### WORK INSTRUCTIONS
Rewrite every one of these lines, putting "dot" wherever "marker" appears and leaving everything else the same.

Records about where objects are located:
━━━━━━━━━━━━━━━━━━━━

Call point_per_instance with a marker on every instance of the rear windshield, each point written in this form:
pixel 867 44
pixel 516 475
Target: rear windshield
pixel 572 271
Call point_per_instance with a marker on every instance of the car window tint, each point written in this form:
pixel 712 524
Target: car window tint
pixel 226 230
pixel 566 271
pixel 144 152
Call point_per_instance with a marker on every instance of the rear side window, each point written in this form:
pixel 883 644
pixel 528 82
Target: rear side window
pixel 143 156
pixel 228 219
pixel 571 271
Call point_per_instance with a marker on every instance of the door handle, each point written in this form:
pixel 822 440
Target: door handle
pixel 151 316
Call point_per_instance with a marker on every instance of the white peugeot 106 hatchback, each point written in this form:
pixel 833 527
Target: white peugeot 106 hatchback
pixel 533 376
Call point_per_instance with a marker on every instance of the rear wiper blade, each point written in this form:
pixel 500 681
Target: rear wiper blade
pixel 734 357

━━━━━━━━━━━━━━━━━━━━

### TASK RESPONSE
Call point_per_instance with a dot on every instance of the rear windshield, each point written in this form:
pixel 867 44
pixel 516 475
Target: rear windshield
pixel 572 271
Call point_per_instance with a dot on every instance of the car window tint, each point written in this form:
pixel 712 524
Target: car window tint
pixel 226 230
pixel 566 271
pixel 144 152
Call point_per_instance with a dot on every instance of the rear side window, each point written in this form:
pixel 883 644
pixel 528 82
Target: rear side window
pixel 143 156
pixel 228 219
pixel 571 271
Call point_per_instance with a dot on every instance of the door handle, each point written in this form:
pixel 822 440
Target: door handle
pixel 151 316
Call point_per_instance with a dot on every instance of the white peugeot 106 hatchback, each point written in this form:
pixel 833 527
Target: white peugeot 106 hatchback
pixel 533 376
Call point_per_instance with a dot on every instance of the rear wiper blade, each point written in this form:
pixel 500 681
Target: rear wiper blade
pixel 734 357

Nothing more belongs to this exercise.